### [Task prompt]
Present the records below as a numbered list, starting with the line that contains "Check that each instance of the tall" and running through the end of the records. Leave out any blank lines.
───── Data supplied ─────
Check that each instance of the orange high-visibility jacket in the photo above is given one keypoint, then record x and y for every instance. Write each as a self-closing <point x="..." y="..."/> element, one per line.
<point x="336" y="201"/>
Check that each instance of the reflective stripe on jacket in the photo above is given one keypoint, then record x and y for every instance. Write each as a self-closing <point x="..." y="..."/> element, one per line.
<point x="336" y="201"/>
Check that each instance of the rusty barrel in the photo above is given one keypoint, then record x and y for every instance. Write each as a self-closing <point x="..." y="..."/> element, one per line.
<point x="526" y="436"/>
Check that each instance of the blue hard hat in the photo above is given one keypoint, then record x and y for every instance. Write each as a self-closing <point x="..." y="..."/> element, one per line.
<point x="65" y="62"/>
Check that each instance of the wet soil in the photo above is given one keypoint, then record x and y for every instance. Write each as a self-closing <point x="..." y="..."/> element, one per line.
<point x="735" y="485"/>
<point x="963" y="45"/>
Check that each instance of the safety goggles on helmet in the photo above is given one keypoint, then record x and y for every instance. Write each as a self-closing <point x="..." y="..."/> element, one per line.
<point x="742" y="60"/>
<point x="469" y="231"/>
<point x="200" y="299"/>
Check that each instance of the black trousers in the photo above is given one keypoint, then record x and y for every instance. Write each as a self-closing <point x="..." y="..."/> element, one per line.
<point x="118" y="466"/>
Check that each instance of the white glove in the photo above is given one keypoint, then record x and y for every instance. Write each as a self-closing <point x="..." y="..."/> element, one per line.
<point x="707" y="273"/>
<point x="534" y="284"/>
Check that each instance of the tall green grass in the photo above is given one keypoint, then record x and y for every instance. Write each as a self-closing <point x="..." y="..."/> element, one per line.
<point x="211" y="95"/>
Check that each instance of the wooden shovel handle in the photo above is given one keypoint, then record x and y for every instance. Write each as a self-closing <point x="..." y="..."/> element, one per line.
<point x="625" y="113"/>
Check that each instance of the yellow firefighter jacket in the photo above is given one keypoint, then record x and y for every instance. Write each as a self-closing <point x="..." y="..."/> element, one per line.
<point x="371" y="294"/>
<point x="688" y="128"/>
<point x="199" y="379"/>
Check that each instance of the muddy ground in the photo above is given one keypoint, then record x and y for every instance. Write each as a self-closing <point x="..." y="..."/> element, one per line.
─────
### [Solved problem]
1. Check that each instance of the tall green grass in the photo above is given one keypoint, then record x and y for every instance. Write each as a self-closing <point x="..." y="..."/> element, one per line.
2. <point x="211" y="95"/>
3. Check that each instance of the wooden shovel handle in the photo above is given one keypoint, then record x and y for every instance. Write each as a self-closing <point x="..." y="..."/> element, one per line.
4. <point x="625" y="113"/>
5. Check that each instance of the yellow firefighter jacket in the photo above is given one keypoint, then record x and y for every instance. Write each as a self-closing <point x="..." y="..."/> element, one per line.
6. <point x="371" y="294"/>
7. <point x="688" y="128"/>
8. <point x="199" y="379"/>
9. Check that each instance of the muddy ground in the photo above is given one keypoint, then record x and y for every instance. Write each as a self-closing <point x="..." y="..."/> element, one per line.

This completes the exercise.